> **Aim of the task**: Rescale the material below by writing out every line again, requests included, with each x and y coordinate in the answers multiplied by 1.65 and rounded to the nearest whole number, halves rounded up. Leave the pictures out of your answer.

##### Given data

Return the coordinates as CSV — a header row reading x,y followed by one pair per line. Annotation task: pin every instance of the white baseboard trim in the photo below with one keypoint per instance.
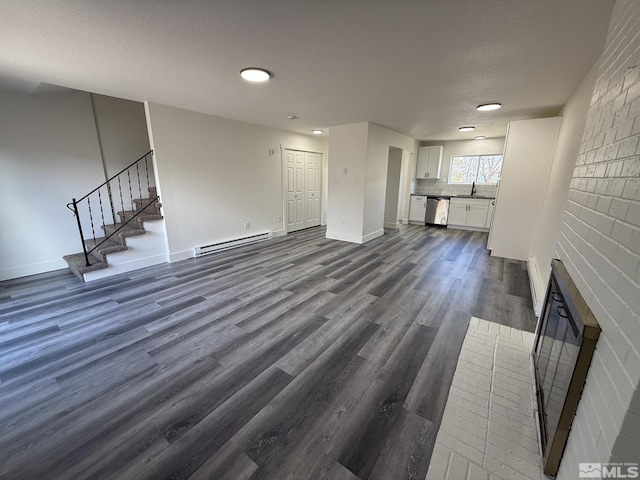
x,y
345,237
372,235
464,227
183,255
33,269
536,285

##########

> **Exercise solution**:
Return the coordinates as CSV — a header row reading x,y followed by one pair per line. Annotation task: pin every instance of the white baseboard trim in the photo below with one keypoint per instance.
x,y
569,391
614,388
766,375
302,421
54,444
884,470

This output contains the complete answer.